[Object point labels]
┌──

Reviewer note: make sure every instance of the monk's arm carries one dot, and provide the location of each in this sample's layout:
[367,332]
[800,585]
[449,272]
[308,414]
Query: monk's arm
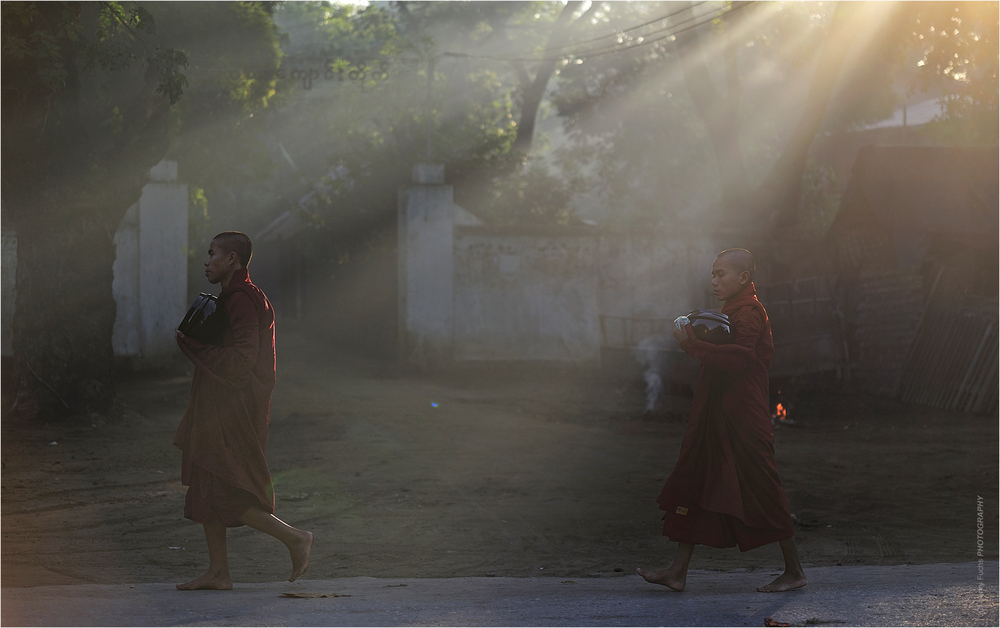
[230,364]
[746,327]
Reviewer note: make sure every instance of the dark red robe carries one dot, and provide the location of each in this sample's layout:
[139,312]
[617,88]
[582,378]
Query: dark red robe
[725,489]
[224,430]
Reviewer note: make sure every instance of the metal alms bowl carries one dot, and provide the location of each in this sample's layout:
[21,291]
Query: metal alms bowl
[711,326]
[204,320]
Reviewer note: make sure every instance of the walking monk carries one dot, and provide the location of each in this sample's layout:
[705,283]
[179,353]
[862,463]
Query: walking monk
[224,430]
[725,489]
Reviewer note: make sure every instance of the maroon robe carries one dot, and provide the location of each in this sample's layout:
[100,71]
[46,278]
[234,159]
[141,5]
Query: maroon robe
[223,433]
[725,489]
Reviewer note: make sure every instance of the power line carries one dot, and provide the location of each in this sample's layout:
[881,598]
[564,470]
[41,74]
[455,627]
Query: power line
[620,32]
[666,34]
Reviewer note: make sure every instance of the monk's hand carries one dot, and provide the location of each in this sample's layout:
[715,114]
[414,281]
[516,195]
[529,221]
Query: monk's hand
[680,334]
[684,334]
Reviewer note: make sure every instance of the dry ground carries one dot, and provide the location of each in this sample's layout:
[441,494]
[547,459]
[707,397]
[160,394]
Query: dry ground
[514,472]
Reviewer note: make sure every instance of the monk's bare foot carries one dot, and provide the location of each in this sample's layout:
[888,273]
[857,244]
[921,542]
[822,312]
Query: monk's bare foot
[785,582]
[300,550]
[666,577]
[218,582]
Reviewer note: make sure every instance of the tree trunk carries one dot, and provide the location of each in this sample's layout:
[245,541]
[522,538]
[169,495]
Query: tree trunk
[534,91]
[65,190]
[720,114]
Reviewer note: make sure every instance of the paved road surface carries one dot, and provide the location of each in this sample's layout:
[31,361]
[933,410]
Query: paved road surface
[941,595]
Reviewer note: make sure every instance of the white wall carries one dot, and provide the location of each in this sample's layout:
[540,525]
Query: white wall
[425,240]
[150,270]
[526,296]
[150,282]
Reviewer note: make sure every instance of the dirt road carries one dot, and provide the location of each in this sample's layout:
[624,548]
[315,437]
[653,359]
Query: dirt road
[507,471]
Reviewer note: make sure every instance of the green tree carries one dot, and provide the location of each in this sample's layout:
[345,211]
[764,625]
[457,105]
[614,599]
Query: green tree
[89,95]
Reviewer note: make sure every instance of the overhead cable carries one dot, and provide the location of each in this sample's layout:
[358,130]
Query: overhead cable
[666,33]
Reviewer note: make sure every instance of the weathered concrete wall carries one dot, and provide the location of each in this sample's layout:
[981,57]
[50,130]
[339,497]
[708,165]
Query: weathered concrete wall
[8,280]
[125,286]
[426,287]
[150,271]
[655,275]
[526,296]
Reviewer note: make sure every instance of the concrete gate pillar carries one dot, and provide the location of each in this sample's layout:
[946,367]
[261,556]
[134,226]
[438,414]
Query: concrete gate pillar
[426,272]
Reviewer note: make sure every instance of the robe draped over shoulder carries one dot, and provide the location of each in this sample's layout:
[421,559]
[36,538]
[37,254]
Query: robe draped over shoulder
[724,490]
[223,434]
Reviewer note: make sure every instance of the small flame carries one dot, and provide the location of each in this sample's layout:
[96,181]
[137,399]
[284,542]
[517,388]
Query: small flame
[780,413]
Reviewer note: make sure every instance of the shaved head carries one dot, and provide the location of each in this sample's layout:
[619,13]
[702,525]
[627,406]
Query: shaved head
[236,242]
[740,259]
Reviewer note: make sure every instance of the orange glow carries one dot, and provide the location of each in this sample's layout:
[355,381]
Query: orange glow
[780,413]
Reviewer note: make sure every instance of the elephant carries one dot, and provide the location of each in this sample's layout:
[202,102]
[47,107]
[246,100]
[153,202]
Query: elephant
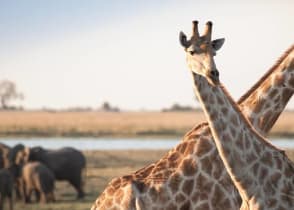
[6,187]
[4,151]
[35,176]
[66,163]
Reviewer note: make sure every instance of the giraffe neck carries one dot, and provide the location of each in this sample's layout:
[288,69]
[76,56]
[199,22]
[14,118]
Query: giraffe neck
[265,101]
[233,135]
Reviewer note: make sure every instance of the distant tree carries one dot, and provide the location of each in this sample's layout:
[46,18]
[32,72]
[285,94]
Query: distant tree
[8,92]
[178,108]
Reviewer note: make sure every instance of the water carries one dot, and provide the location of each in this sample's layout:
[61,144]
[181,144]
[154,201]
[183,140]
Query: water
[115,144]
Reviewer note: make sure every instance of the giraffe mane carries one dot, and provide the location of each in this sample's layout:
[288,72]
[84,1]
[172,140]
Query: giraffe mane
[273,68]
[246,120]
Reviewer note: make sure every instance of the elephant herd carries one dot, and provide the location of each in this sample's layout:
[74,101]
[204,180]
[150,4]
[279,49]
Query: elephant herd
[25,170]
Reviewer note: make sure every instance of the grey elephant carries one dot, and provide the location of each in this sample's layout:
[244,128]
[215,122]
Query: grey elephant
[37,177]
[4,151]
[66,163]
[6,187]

└──

§ Required work
From the line containing "Reviewer note: make sure every instance of the distant" through the final line of the listing above, retype every line exactly; leave out everything else.

§ Solution for this problem
Reviewer note: make sure every instance of the distant tree carries one dot, and provide the location of each in this sample's layout:
[46,18]
[32,72]
[285,94]
Query: distant tree
[8,92]
[178,108]
Reviewer note: make sure every instance of the water carries one dot, and provide the location of each in this sample's layout:
[61,144]
[181,144]
[154,201]
[183,140]
Query: water
[115,144]
Reviewer note: make sure every instance of the giraffe mane carries one dot, and provide the location of each in this sample's layout:
[288,72]
[84,1]
[172,140]
Query: giraffe mane
[273,68]
[246,120]
Reviewer note: make sure every instance of the elephant herd carries one dot, and provide the location of each in this sample's layout:
[74,101]
[204,180]
[150,4]
[279,49]
Query: elephant herd
[25,170]
Reviewer note: make sure every instance of the grey elephant carries one dot, and provide the location of each in this sample's layout:
[244,128]
[215,122]
Query: grey elephant
[37,177]
[4,151]
[66,163]
[6,187]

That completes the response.